Problem to solve: Reproduce the lines that follow, changing every "point_to" to "mark_points" and leaving everything else untouched.

Record list:
— Begin —

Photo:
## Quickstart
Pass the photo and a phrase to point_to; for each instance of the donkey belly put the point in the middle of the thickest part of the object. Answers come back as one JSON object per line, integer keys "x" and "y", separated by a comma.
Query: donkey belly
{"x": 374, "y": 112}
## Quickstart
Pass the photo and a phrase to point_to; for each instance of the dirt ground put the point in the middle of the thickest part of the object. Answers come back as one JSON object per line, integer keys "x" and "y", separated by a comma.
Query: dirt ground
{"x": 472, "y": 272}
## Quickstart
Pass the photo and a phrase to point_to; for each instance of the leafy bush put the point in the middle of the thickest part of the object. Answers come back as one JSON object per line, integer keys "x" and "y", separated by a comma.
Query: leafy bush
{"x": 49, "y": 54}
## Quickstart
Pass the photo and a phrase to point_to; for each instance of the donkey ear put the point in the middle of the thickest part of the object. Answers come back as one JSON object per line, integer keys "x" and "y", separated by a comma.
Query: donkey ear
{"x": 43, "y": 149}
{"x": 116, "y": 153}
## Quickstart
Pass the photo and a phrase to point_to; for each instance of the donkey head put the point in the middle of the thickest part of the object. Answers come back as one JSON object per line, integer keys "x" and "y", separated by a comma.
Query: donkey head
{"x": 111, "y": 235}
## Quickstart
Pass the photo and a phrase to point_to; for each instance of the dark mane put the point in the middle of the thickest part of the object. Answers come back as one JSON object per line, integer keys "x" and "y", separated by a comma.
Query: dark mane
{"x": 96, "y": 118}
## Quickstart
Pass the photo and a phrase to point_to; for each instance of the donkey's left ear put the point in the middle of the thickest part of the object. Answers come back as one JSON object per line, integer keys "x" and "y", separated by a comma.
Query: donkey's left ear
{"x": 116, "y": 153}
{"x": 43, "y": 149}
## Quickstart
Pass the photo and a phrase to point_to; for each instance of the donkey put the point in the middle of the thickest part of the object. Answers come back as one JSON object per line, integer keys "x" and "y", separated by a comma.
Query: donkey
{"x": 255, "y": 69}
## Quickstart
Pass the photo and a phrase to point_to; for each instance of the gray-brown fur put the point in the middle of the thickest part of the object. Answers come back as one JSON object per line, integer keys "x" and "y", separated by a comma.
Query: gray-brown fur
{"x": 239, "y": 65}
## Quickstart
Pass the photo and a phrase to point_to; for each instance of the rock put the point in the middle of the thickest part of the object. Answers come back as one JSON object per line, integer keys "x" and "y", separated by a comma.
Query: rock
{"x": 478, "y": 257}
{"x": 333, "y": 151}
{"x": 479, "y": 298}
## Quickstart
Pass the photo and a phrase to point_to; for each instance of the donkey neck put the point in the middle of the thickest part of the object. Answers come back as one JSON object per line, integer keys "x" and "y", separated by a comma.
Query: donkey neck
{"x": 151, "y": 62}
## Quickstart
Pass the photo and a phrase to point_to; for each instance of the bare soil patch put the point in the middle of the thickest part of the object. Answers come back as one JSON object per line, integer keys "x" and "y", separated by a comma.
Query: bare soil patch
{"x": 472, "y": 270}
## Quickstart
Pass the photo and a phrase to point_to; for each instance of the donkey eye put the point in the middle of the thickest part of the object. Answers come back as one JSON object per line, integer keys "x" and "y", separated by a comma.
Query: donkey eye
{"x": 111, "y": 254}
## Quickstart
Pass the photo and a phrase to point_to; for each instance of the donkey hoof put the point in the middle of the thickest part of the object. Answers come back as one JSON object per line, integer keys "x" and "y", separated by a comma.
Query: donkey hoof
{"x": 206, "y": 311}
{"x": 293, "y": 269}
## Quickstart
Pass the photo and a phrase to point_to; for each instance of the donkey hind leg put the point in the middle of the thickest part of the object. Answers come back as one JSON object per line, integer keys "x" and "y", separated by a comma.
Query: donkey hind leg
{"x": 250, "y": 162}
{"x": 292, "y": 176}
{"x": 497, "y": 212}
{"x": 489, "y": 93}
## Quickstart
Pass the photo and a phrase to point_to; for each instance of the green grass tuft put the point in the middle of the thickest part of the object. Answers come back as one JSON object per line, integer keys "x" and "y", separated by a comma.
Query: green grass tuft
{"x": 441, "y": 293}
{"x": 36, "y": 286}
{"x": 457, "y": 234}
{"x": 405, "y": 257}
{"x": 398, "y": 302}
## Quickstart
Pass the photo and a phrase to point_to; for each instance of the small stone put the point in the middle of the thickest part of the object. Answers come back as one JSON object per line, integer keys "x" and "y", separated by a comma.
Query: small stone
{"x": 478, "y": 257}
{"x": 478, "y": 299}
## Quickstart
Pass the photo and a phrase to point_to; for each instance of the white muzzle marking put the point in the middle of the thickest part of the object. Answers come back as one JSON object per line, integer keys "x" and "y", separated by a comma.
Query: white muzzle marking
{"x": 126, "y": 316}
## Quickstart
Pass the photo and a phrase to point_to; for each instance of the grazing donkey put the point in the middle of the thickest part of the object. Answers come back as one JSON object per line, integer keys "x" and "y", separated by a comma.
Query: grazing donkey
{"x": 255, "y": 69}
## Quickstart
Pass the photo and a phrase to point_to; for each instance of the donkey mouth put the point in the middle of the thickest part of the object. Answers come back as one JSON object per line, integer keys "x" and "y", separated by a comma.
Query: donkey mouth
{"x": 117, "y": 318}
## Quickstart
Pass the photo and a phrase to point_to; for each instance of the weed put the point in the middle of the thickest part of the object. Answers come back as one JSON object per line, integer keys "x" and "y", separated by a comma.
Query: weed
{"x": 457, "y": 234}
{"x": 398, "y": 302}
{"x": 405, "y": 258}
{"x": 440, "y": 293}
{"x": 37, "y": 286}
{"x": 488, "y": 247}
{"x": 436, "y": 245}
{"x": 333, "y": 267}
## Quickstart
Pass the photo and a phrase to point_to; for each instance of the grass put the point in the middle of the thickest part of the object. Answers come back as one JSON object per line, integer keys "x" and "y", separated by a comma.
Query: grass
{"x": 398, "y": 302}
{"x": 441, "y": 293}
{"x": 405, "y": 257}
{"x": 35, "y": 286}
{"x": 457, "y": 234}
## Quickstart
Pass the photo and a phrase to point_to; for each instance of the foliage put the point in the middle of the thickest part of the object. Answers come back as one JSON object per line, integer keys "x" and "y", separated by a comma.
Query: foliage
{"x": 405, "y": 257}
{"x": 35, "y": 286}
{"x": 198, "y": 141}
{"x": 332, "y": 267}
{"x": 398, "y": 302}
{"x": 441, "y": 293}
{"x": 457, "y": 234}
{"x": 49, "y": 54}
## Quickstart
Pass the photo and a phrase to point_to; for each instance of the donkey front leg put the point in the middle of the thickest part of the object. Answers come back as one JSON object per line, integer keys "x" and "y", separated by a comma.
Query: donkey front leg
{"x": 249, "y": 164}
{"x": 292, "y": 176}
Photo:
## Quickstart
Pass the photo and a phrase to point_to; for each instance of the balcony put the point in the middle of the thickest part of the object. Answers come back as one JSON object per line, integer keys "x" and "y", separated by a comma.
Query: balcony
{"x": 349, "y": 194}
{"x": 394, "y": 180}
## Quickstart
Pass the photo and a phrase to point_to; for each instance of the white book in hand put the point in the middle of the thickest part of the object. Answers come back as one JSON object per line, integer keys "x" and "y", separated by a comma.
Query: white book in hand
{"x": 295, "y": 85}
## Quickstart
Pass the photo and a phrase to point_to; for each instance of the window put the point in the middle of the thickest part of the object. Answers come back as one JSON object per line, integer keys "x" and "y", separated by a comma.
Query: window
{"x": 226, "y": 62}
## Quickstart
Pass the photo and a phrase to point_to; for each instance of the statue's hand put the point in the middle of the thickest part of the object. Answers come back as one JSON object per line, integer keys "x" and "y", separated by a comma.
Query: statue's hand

— End —

Output of the task:
Photo:
## Quickstart
Pass the photo and a phrase to mark_points; for each instance of the donkey belly put the point in the middle of the thickest part of the object. Answers come back as one JSON object per line, integer keys "x" and "y", separated by a comma.
Query: donkey belly
{"x": 374, "y": 112}
## Quickstart
Pass the photo and a phrase to mark_points; for each instance of the dirt ground put the point in the middle of the thickest part of the object. Answers come back as one JSON object per line, integer keys "x" and "y", separated by a comma.
Query: dirt ground
{"x": 472, "y": 272}
## Quickstart
Pass the photo and a phrase to mark_points; for each instance of the leafy bush put the point in the middle of the thickest part of the object. Answers come back as one JSON object per line, integer keys "x" and "y", separated by a comma.
Query: leafy bush
{"x": 49, "y": 54}
## Quickstart
Pass the photo and a phrase to mark_points; for each instance of the donkey ear put the point in the middle of the thickest part of the object. Answers come back as one JSON object per line, integer keys "x" and "y", separated by a comma.
Query: donkey ear
{"x": 43, "y": 149}
{"x": 116, "y": 153}
## Quickstart
Pass the photo and a phrase to mark_points; for each instance of the donkey head put the point in the middle of the thickest part of the object. Answers come back as one JSON object per line, integer keys "x" and "y", separated by a comma.
Query: donkey head
{"x": 111, "y": 235}
## Quickstart
Pass the photo and a phrase to mark_points; for each instance of the dark mane put the point in the middle of the thickest part of the object. Answers come back as one JSON object per line, integer keys "x" and "y", separated by a comma.
Query: dark mane
{"x": 96, "y": 118}
## Quickstart
Pass the photo and a phrase to mark_points; for each instance of the donkey's left ear put the point in the middle of the thickest part of the object. Answers come back as one JSON object per line, integer keys "x" and "y", separated by a comma.
Query: donkey's left ear
{"x": 116, "y": 153}
{"x": 43, "y": 149}
## Quickstart
Pass the photo and a phrase to mark_points; for each instance of the donkey put the point in the middle of the thickest part of the object. Answers come back as one JSON object per line, integer keys "x" and "y", separated by a comma.
Query: donkey
{"x": 255, "y": 69}
## Quickstart
Pass the photo and a phrase to mark_points; for each instance of the gray-brown fur put the point in the middle of the thickest part of the object. Answers come back as one JSON object per line, integer keys "x" and "y", separated by a comma.
Query: gray-brown fur
{"x": 239, "y": 65}
## Quickstart
Pass the photo and a phrase to mark_points; for each instance of the rock put the point in the middle of the thickest part of the object. Answers come back as one JSON object per line, integer keys "x" and "y", separated by a comma.
Query: rock
{"x": 478, "y": 257}
{"x": 333, "y": 151}
{"x": 479, "y": 298}
## Quickstart
Pass the photo and a phrase to mark_points; for each instance of the donkey neck put the point in the middle of the thickest part of the object. Answers come back as one JSON object per line, integer keys "x" and "y", separated by a comma.
Query: donkey neck
{"x": 151, "y": 62}
## Quickstart
Pass the photo and a phrase to mark_points; for each instance of the bare soil patch put the point in the middle of the thickest part of the object. Answers come back as one JSON object per line, integer keys "x" and "y", separated by a comma.
Query: bare soil patch
{"x": 472, "y": 270}
## Quickstart
Pass the photo and a phrase to mark_points; for each instance of the donkey eye put the point in the middle of the thickest part of the object. Answers come back as one JSON object per line, integer keys "x" and "y", separated by a comma.
Query: donkey eye
{"x": 111, "y": 254}
## Quickstart
Pass the photo and a phrase to mark_points; for each instance of the donkey hoof put the point in the middle of the thickest part of the object. Answers come back as one JSON object per line, integer keys "x" and "y", separated by a comma.
Query: donkey hoof
{"x": 206, "y": 311}
{"x": 293, "y": 269}
## Quickstart
Pass the photo and a phrase to mark_points; for each instance of the donkey hind leg put the point in the middle of the thickest part of the object. Answers come back as one JSON object per line, integer keys "x" and "y", separated by a comma.
Query: donkey hind leg
{"x": 250, "y": 162}
{"x": 292, "y": 176}
{"x": 497, "y": 212}
{"x": 489, "y": 93}
## Quickstart
Pass the photo and a phrase to mark_points; for each instance of the green grass tuft put the point in the middle of the thickest part of the object. Answers come back as one JSON object per line, integer keys "x" and "y", separated by a comma.
Query: green grass tuft
{"x": 441, "y": 293}
{"x": 36, "y": 286}
{"x": 457, "y": 234}
{"x": 405, "y": 257}
{"x": 398, "y": 302}
## Quickstart
Pass the photo and a phrase to mark_points; for each instance of the small stone put the point in the middle of the thickest part of the object. Answers come back as one JSON object per line, integer keys "x" and "y", separated by a comma.
Query: small stone
{"x": 478, "y": 257}
{"x": 478, "y": 299}
## Quickstart
Pass the photo and a phrase to mark_points; for each instance of the white muzzle marking put the point in the middle of the thickest part of the object. Answers come back as one JSON object per line, integer keys "x" and "y", separated by a comma.
Query: white muzzle marking
{"x": 126, "y": 316}
## Quickstart
Pass the photo and a phrase to mark_points; for each instance of the grazing donkey put the point in the middle of the thickest part of the object. Answers come back as one JSON object per line, integer keys "x" and "y", separated by a comma.
Query: grazing donkey
{"x": 255, "y": 69}
## Quickstart
Pass the photo and a phrase to mark_points; for each instance of the donkey mouth put the point in the middle of the thickest part of the object. Answers come back as one JSON object per line, integer keys "x" and "y", separated by a comma.
Query: donkey mouth
{"x": 117, "y": 318}
## Quickstart
Pass the photo and a phrase to mark_points; for each instance of the weed put the point in the middle of the thickest part of the object. Answers come back as one JSON object per line, integer keys "x" and "y", separated by a comma.
Query: weed
{"x": 457, "y": 234}
{"x": 398, "y": 302}
{"x": 405, "y": 258}
{"x": 440, "y": 293}
{"x": 37, "y": 286}
{"x": 488, "y": 247}
{"x": 436, "y": 245}
{"x": 333, "y": 267}
## Quickstart
Pass the photo and a phrase to mark_points; for each instance of the grass put the point in the middle of the thickest part of the object. Answers come back as one JSON object per line, integer keys "x" and "y", separated by a comma.
Query: grass
{"x": 398, "y": 302}
{"x": 441, "y": 293}
{"x": 405, "y": 257}
{"x": 35, "y": 286}
{"x": 457, "y": 234}
## Quickstart
Pass the photo and a phrase to mark_points; for each instance of the foliage put the point in the middle of the thickest part of the object. Answers come back as one JSON object per line, integer keys "x" and "y", separated by a comma.
Query: foliage
{"x": 405, "y": 257}
{"x": 35, "y": 286}
{"x": 198, "y": 141}
{"x": 332, "y": 267}
{"x": 398, "y": 302}
{"x": 441, "y": 293}
{"x": 457, "y": 234}
{"x": 49, "y": 54}
## Quickstart
Pass the photo and a phrase to mark_points; for each instance of the donkey front leg put the point in the middle of the thickest part of the object. Answers come back as one JSON object per line, integer keys "x" and "y", separated by a comma.
Query: donkey front leg
{"x": 249, "y": 164}
{"x": 292, "y": 176}
Photo:
## Quickstart
Pass the photo and a phrase to mark_points; for each instance of the balcony put the point in the middle of the thickest part of the object. Answers come back as one JSON object per line, integer keys "x" and "y", separated by a comma.
Query: balcony
{"x": 349, "y": 194}
{"x": 394, "y": 180}
## Quickstart
Pass the photo and a phrase to mark_points; for each instance of the white book in hand put the point in the middle of the thickest part of the object. Answers come back as one JSON object per line, integer keys "x" and "y", separated by a comma.
Query: white book in hand
{"x": 295, "y": 85}
## Quickstart
Pass the photo and a phrase to mark_points; for each instance of the window put the point in the middle of the thickest part of the object. Answers come back as one JSON object per line, integer keys "x" and "y", separated by a comma.
Query: window
{"x": 226, "y": 62}
## Quickstart
Pass the photo and a phrase to mark_points; for each instance of the statue's hand put the point in the middle of the thickest part of the object. Answers come back as one JSON object per line, integer keys "x" and "y", separated by a comma.
Query: statue's hand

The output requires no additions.